Data records
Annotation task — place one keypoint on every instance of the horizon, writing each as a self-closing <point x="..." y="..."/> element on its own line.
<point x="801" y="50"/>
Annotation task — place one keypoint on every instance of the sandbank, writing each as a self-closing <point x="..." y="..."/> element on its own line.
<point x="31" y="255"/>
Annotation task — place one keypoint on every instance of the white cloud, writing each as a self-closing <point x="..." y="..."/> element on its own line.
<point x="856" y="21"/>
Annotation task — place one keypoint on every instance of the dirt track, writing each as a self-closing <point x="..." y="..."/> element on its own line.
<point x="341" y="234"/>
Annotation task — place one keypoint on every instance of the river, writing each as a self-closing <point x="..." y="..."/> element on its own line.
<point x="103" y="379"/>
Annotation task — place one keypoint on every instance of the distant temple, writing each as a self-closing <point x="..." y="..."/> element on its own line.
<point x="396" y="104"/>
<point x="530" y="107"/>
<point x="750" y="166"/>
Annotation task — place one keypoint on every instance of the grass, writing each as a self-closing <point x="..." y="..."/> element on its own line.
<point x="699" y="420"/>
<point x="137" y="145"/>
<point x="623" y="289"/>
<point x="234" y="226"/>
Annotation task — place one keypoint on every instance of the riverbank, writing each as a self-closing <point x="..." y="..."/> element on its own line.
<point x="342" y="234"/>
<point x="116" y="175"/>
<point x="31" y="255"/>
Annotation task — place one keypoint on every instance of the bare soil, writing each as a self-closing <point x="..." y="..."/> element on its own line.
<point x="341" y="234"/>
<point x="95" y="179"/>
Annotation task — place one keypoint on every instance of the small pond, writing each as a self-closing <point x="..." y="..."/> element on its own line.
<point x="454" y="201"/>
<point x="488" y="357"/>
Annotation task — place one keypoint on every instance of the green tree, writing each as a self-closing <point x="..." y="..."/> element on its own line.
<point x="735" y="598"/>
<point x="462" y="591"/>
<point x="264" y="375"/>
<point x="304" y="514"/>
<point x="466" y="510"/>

▸ **Direction**: Rename "keypoint" to "marker" in every one of the records above and leave everything else unchanged.

▸ **Task output**:
Annotation task — place one marker on every instance of the horizon, writing each as a self-closing <point x="..." y="..."/> element on its own line.
<point x="801" y="50"/>
Annotation task — place one marker on every instance of the sandbank, writing each as a self-closing <point x="..." y="..."/> element on its own line.
<point x="31" y="255"/>
Annotation task — place one marker on every instance of the white cloud, writing each as a self-closing <point x="..." y="..."/> element on its own line.
<point x="856" y="21"/>
Annotation task — place one marker on every instance of the dirt track, writing each as a self-closing <point x="..." y="..."/> element on its own line.
<point x="341" y="234"/>
Annotation task — place one marker on every instance of the river, writing each as a self-closing <point x="..." y="..."/> element on its own line.
<point x="103" y="379"/>
Annotation task — place one marker on every instance of the distant temple, writing each as a self-closing <point x="..." y="..."/> element on its own line.
<point x="396" y="104"/>
<point x="530" y="107"/>
<point x="750" y="166"/>
Annotation task — place one marker on every instance of the grass, writing each as a self-closing <point x="..." y="..."/> element on its own line.
<point x="699" y="420"/>
<point x="137" y="145"/>
<point x="623" y="289"/>
<point x="234" y="226"/>
Annotation task — place one marker on every instance of the riverbank, writing each as a self-closing <point x="..." y="..."/> element on its own line.
<point x="342" y="234"/>
<point x="116" y="175"/>
<point x="31" y="255"/>
Annotation task — place one marker on every instance of the bare soil, writing each as a self-closing <point x="..." y="..."/> element on its own line.
<point x="341" y="234"/>
<point x="95" y="179"/>
Annotation task — place one marker on every instance of the small pond, writing each as a self-closing <point x="..." y="..."/> element on its own line.
<point x="454" y="201"/>
<point x="488" y="357"/>
Annotation task — place one marker on every instance of the green tree, writing each as a self-closing <point x="..." y="..."/> element on its own line.
<point x="735" y="598"/>
<point x="462" y="591"/>
<point x="264" y="375"/>
<point x="304" y="514"/>
<point x="466" y="510"/>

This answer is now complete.